■ ASSIGNMENT 1 ■
According to the Coastside radiation article, on what date was the Geiger counter video shot?
■ ASSIGNMENT 2 ■
Output the portion of the Coastside radiation article between "California: Elevated Radiation" and "Fukushima Daiichi reactors.", inclusive.

■ SUPPLIED PASSAGE ■
California: Elevated Radiation Levels in Coastside
January 7th, 2014Via: Half Moon Bay Review:
An amateur video of a Geiger counter showing what appear to be high radiation levels at a Coastside beach has drawn the attention of local, state and federal public health officials. Since being posted last week, the short video has galvanized public concerns that radioactive material could be landing on the local coastline after traveling from Japan as a result of the 2011 meltdown of the Fukushima Daiichi reactors.
Government officials say they are looking into the video shot on Dec. 23 and performing their own sampling of the beaches, but they have found no indication so far that radiation levels were hazardous.
“It’s not something that we feel is an immediate public health concern,” said Dean Peterson, county environmental health director. “We’re not even close to the point of saying that any of this is from Fukushima.”
First posted last week on YouTube, the seven-minute video shows the meter of a Geiger counter as an off-camera man measures different spots on the beach south of Pillar Point Harbor. The gadget’s alarm begins ringing as its radiation reading ratchets up to about 150 counts per minute, or roughly five times the typical amount found in the environment.
Counts per minute is a standard way for Geiger counters to measure radiation, but it does not directly equate to the strength or its hazard level to humans. Those factors depend on the type of radioactive particles and isotope.
Nonetheless, the video went viral online, gaining nearly 400,000 views in the last week.
In a blog entry, the unidentified poster of the video noted that he has been monitoring local beaches for two years before noticing a sudden rise in radiation levels in recent days. The Review was not immediately able to contact the man who made the video.
In the following days, other amateurs with Geiger counters began posting similar videos online. The videos follow other alarming news last month that starfish were mysteriously disintegrating along the West Coast, a trend that has not been linked yet to any cause. Past computer simulations had indicated that radioactive cesium-137 from the Fukushima reactors could begin appearing on West Coast shores by early 2014. Those findings, published in August by the Institute for Cross-Disciplinary Physics and Complex Systems in Spain, also noted that any radioactive material that crossed the Pacific would likely be diluted and fall below international safety levels.

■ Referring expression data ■

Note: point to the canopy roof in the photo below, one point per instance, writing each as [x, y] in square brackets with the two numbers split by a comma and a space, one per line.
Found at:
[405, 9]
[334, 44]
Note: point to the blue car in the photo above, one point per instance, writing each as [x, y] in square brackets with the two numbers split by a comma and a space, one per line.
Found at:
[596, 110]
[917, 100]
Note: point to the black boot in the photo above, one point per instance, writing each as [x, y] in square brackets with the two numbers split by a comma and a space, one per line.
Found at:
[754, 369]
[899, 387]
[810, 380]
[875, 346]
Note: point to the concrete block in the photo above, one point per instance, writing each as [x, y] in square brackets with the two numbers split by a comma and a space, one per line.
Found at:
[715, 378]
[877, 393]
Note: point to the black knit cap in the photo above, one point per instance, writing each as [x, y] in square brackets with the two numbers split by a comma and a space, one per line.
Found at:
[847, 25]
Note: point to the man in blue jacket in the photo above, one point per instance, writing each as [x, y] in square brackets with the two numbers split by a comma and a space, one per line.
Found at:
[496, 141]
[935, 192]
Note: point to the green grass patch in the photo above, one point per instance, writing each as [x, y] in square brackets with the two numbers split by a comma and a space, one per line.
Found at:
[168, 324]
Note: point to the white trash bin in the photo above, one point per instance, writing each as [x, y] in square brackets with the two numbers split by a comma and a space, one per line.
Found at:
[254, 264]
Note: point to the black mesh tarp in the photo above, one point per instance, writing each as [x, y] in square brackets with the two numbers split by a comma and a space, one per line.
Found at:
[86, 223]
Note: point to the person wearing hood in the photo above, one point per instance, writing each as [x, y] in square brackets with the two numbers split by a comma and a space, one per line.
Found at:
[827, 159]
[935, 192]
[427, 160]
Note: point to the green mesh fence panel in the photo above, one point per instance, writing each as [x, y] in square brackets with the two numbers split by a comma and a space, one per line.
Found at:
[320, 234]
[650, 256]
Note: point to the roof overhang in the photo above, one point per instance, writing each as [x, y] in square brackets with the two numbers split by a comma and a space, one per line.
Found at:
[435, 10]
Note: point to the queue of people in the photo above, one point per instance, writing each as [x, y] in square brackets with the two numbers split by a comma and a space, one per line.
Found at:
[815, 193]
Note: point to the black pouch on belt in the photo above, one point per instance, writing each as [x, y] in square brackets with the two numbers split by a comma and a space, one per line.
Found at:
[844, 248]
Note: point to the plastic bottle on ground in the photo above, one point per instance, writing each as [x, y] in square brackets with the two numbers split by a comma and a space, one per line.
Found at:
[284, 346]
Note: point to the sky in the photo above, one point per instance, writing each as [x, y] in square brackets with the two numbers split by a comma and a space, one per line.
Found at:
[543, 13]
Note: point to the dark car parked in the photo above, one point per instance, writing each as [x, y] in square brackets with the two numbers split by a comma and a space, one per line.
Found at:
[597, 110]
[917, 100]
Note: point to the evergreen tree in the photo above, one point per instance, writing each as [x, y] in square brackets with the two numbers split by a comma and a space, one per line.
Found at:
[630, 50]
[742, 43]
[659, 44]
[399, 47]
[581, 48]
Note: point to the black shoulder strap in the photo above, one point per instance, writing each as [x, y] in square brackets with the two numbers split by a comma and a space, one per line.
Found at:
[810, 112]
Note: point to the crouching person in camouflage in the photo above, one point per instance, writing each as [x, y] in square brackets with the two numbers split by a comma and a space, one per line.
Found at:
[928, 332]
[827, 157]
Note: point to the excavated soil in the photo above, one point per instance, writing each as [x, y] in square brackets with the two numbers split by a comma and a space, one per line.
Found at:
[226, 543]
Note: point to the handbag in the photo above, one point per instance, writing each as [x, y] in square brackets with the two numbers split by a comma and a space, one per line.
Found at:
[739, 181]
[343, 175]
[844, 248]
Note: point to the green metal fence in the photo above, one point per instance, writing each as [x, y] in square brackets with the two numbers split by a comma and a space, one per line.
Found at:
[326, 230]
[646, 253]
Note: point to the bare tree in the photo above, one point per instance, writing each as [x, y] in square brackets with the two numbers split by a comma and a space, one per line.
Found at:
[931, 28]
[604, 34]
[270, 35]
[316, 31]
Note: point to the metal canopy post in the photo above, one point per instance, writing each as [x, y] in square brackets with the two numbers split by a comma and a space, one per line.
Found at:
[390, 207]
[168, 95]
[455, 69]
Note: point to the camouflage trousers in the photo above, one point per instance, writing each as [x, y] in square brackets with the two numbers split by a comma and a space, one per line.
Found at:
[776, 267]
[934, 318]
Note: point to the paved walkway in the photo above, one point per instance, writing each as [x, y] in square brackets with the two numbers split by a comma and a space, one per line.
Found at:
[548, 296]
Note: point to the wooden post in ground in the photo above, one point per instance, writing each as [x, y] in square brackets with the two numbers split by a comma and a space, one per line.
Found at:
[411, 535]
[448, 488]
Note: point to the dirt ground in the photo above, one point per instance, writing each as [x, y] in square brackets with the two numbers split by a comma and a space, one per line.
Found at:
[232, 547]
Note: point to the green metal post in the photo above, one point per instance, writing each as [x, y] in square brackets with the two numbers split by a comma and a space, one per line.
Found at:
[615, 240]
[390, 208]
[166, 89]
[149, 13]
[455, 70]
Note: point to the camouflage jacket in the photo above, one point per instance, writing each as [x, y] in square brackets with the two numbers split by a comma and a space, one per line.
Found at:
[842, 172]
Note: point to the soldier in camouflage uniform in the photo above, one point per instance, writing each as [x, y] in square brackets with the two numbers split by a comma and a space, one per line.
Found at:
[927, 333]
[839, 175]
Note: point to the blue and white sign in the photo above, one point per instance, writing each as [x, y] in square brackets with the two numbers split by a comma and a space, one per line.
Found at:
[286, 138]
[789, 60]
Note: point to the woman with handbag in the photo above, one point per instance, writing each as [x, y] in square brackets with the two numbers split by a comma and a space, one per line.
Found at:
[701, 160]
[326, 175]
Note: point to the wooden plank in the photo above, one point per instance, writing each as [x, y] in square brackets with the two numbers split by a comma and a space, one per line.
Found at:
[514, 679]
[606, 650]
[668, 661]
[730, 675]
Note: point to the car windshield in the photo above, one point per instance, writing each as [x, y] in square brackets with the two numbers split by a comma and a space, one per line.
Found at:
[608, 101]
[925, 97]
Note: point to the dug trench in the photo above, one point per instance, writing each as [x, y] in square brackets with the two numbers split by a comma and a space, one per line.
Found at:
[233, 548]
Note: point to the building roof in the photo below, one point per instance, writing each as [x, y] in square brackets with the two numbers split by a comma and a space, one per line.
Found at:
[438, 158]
* * *
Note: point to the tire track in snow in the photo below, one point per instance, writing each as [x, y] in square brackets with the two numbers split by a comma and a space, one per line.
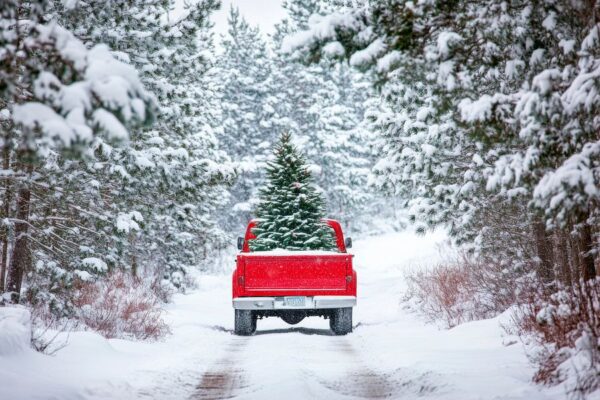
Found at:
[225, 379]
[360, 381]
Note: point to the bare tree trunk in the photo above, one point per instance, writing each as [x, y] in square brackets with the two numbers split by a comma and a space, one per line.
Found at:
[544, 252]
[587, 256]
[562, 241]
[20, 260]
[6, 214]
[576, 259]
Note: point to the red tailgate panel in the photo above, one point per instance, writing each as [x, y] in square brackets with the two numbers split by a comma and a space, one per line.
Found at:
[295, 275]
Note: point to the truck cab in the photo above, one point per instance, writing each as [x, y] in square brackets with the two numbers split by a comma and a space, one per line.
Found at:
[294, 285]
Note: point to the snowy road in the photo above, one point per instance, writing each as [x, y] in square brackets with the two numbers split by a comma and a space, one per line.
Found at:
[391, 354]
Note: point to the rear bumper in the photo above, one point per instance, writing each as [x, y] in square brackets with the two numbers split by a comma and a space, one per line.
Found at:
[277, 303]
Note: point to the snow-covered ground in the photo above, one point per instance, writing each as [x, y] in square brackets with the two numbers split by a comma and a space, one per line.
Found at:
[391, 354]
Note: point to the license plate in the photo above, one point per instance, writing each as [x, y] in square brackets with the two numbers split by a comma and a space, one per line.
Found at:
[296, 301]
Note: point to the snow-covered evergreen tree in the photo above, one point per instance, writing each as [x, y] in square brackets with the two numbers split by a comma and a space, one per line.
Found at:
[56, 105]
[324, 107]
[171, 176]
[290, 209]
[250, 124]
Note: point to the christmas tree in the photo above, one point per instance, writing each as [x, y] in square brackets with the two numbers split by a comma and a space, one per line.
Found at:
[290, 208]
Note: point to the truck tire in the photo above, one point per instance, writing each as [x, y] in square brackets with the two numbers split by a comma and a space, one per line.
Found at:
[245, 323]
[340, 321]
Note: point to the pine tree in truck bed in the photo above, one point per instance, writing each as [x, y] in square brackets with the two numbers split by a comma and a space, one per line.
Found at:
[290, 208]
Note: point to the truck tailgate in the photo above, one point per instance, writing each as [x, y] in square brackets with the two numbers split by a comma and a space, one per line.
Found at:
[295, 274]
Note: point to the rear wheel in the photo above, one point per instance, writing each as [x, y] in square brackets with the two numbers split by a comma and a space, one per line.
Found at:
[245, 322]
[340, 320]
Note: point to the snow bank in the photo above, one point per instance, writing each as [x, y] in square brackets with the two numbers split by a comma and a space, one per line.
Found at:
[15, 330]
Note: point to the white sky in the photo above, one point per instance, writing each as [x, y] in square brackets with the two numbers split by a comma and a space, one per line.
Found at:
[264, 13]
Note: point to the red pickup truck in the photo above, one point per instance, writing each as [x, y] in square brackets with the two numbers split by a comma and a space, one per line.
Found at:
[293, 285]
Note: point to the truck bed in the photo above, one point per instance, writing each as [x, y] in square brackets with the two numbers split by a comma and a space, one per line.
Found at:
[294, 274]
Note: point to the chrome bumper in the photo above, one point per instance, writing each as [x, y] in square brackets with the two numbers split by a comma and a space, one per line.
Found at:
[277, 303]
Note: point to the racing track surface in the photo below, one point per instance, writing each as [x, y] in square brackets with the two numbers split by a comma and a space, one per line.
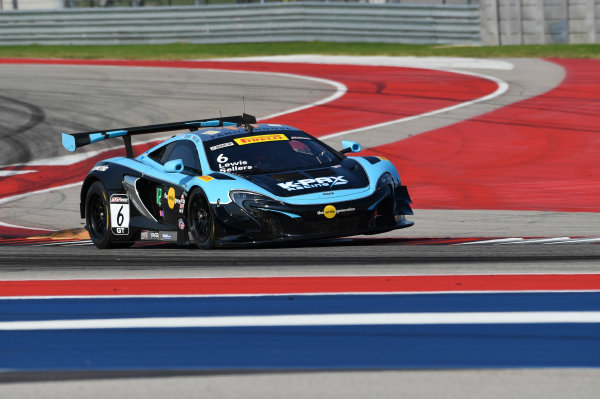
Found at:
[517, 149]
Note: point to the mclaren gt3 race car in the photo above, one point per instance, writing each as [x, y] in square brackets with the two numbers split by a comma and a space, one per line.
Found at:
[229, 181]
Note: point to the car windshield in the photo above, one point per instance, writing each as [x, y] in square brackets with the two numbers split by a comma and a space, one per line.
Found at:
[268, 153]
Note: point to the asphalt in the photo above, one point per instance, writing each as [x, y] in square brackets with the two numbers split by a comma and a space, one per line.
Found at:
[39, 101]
--
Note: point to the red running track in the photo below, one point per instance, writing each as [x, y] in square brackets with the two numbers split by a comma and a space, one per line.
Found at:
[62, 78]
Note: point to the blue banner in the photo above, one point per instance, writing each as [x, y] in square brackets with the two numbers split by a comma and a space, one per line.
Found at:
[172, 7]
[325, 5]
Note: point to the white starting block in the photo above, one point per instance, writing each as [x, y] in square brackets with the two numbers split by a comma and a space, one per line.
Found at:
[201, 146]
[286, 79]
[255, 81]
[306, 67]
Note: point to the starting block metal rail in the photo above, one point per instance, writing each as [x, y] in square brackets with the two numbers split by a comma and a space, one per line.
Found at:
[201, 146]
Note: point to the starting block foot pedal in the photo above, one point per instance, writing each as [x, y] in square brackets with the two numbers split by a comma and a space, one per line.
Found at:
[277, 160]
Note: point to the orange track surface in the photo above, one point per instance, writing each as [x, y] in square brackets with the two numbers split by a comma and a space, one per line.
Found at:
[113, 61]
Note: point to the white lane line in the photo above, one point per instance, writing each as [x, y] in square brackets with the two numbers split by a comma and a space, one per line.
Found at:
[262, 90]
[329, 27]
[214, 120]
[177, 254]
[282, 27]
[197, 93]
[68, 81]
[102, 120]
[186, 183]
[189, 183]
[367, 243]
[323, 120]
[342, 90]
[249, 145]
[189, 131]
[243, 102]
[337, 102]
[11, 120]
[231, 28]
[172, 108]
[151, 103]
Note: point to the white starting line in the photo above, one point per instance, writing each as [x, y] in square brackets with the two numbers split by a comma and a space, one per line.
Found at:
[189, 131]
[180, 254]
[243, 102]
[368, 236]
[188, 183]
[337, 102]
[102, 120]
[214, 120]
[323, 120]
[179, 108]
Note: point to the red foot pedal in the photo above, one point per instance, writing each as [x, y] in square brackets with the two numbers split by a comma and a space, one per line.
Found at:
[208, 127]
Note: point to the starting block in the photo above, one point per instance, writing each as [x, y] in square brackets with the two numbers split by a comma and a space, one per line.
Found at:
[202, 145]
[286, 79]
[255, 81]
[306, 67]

■ RESPONSE 1 ■
Dec. 23

■ RESPONSE 2 ■
California: Elevated Radiation Levels in Coastside
January 7th, 2014Via: Half Moon Bay Review:
An amateur video of a Geiger counter showing what appear to be high radiation levels at a Coastside beach has drawn the attention of local, state and federal public health officials. Since being posted last week, the short video has galvanized public concerns that radioactive material could be landing on the local coastline after traveling from Japan as a result of the 2011 meltdown of the Fukushima Daiichi reactors.